**ENTRIES:**

--------------------------------------------------

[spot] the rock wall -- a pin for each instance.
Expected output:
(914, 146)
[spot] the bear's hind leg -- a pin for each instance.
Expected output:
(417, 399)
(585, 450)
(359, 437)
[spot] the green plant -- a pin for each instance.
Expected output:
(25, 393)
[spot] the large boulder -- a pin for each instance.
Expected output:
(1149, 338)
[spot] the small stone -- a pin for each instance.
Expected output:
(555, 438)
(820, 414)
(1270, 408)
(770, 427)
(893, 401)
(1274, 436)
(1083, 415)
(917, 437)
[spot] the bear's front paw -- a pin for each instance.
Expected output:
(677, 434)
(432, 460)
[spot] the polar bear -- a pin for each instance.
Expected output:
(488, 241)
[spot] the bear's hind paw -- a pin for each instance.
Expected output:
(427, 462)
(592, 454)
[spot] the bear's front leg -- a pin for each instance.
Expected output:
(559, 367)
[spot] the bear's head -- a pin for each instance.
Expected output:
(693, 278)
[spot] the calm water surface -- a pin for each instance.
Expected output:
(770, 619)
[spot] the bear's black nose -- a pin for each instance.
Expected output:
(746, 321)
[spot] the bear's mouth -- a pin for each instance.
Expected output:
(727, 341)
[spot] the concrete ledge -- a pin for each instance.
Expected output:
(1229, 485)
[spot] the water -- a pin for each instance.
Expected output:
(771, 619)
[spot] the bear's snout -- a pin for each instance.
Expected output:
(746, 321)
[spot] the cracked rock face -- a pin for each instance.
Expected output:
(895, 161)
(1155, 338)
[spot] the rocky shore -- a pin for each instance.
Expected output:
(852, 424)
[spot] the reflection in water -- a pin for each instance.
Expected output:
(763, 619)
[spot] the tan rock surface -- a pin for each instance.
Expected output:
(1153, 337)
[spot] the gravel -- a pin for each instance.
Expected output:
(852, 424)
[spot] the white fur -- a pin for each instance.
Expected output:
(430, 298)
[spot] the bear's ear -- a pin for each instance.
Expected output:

--------------------------------------------------

**EXERCISE OBJECTIVE:** Copy the items above verbatim, beginning with the line that contains "[spot] the bear's hind leg" and ending with the final line of the items, both included.

**RESPONSE TO THE EXERCISE:**
[spot] the bear's hind leg -- a pin for each instance.
Expected output:
(417, 399)
(585, 450)
(359, 437)
[spot] the green plant -- a pin for each instance.
Expected output:
(25, 393)
[spot] the large boulder -- a pin for each instance.
Expected output:
(1149, 338)
[spot] the small stone -- a pin for each instance.
Expected output:
(555, 438)
(820, 414)
(1270, 408)
(770, 427)
(893, 401)
(1274, 436)
(1083, 415)
(917, 437)
[spot] the bear's front paw -- a pin for each instance.
Expected output:
(677, 434)
(432, 460)
[spot] the polar bear -- a pin for each instance.
Expected output:
(488, 241)
[spot] the bear's hind paw -- a pin for each instance.
Expected output:
(427, 462)
(592, 454)
[spot] the bear's front leg -- a pin for each instance.
Expected output:
(559, 367)
[spot] the bear's head -- a pin for each instance.
Expected output:
(693, 278)
[spot] the calm water surface -- a pin for each instance.
Expected output:
(770, 619)
[spot] the bear's black nose -- a pin for each instance.
Expected output:
(746, 321)
[spot] the bear's mouth -- a pin for each instance.
Expected output:
(727, 341)
[spot] the concrete ledge -- a pin for each instance.
Expected output:
(1229, 485)
[spot] the water -- a pin for each instance.
Expected output:
(771, 619)
[spot] the bear's snout -- a pin for each instance.
Expected output:
(746, 321)
[spot] the cracked rock face -- a pin for each instance.
Expected output:
(895, 161)
(1155, 338)
[spot] the rocky shore -- a pin for each instance.
Expected output:
(852, 424)
[spot] the reflection in water -- a pin for each instance.
Expected output:
(763, 619)
[spot] the tan rock surface -- a pin for each instance.
Expected output:
(1153, 337)
[spot] the gravel -- a pin for each instance.
Expected output:
(852, 424)
[spot] the white fur -- a pin for each instance.
Expected output:
(430, 298)
[spot] the bear's ear -- a pin for each instance.
Expected output:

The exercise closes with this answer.